**SUPPLIED PASSAGE:**

-------

Exploration time mean vs. robot team scale in the geometries environment. Grey, green and red bars represent the exploration time means of MRS under coordination of DB-A, RA-A and SC-A, respectively

Fig. 7
figure 7

Exploration time mean vs. robot team scale in the blank environment. Grey, green and red bars represent the exploration time means of MRS under coordination of DB-A, RA-A and SC-A, respectively

In previous sections, Figs. 1 and 2 showed how our algorithm saves exploring time from the target selection point of view. Next, it will be demonstrated that the proposed algorithm improves exploration efficiency from the other two aspects. First, waiting time for each auction period during the exploration process is saved. In the presented simulation results, the waiting time in each auction round is set to be 1 time unit. In this time unit, all teammate robots do nothing except for waiting for better bids. Table 2 shows auction times means and exploration time means of MRS coordinated by DB-A and RA-A in the three environments, respectively. In the table, the three rows of data for each algorithm from up to down correspond to line segments, geometries and blank environments, respectively.

Table 2 Auction times mean/exploration time mean of DB-A and RA-A

Finally, the exploration time efficiency improvement is demonstrated by comparing the trajectories of all teammate robots for the three algorithms. Due to limitations on paper space, only the trajectories of team size 4 for the three algorithms in the blank environment are shown in Figs. 8 to 10, respectively. The initial locations of the four robots for the three algorithms are identical which are randomly selected as (30, 37), (19, 70), (19, 55), and (68, 44), respectively. The initial orientations of the four robots are selected randomly which are upwards, leftwards, leftwards, and leftwards, respectively (Fig. 9).

Fig. 8
figure 8

Trajectories of four robots coordinated by DB-A in the blank environment. The correspondences are star - R 1, circle - R 2, x-mark - R 3, and solid - R 4

Fig. 9
figure 9

Trajectories of four robots coordinated by RA-A in the blank environment. The correspondences are star - R 1, circle - R 2, x-mark - R 3, and solid - R 4

Fig. 10
figure 10

Trajectories of four robots coordinated by SC-A in the blank environment. The correspondences are star - R 1, circle - R 2, x-mark - R 3, and solid - R 4

It can be seen that the trajectories of robots coordinated by DB-A and RA-A are more abnormal and have more intersections than that of the corresponding robots coordinated by SC-A. The exploration times of the MRS coordinated by the three algorithms are 597, 684 and 427, respectively.

-------

**RECORD SET:**
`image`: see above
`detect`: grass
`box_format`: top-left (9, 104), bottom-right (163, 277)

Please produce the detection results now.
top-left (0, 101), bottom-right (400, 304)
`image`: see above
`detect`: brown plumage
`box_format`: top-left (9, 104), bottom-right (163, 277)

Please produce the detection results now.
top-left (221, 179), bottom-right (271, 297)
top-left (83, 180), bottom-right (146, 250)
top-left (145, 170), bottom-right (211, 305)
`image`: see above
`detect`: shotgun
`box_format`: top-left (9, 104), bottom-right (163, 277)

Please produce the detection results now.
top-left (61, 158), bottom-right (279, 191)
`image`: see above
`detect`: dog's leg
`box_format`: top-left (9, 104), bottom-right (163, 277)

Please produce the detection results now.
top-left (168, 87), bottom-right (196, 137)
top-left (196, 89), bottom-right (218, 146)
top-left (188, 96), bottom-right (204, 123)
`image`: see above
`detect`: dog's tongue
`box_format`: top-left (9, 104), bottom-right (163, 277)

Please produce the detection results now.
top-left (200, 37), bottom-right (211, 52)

-------

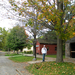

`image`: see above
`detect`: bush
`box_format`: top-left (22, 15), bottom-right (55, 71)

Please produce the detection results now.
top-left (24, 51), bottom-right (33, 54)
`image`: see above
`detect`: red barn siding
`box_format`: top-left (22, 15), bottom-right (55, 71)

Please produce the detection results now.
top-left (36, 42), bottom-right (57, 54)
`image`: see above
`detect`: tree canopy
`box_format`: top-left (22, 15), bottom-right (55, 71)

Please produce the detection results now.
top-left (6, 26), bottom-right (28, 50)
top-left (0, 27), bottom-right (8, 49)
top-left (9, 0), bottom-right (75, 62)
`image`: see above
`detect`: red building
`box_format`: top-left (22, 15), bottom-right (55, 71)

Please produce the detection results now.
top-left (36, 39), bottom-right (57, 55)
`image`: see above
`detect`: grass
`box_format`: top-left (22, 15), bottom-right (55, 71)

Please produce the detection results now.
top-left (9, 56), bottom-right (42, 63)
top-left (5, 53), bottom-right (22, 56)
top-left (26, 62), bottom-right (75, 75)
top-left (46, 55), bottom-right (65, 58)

-------

**WHAT YOU NEED TO DO:**
Continue the multi-robot exploration text from the point after its final sentence, which reports the exploration times of 597, 684 and 427.

**TASK OUTPUT:**
6 Conclusion

We have proposed a hierarchical coordinated approach for MRS exploring unknown environments. The upper level emphasizes on endowing each robot autonomy based on supervisory control of discrete event systems, and the lower level emphasizes on navigation goal selection. By partitioning the environment into a few of sector zones, a simple upper automaton with a limited state set was established. The autonomous abilities are represented as symbol strings which are included in the desired behavior language. At the lower level, two kinds of utility which are used to realize efficient moving target selection and cooperation between robots are proposed. The proposed approach improved exploration efficiency compared with single robot systems. Moreover, it has the following advantages, selecting a target assignment strategy according to the MRS and the environment status, the ability of dealing with heterogeneity, less communication traffic, trajectory smoothness, etc. over the traditional market economy based approach. The validity of the proposed coordinated algorithm should be proved from a theoretic point of view. Moreover, the future work includes implementing the proposed algorithm on real robots.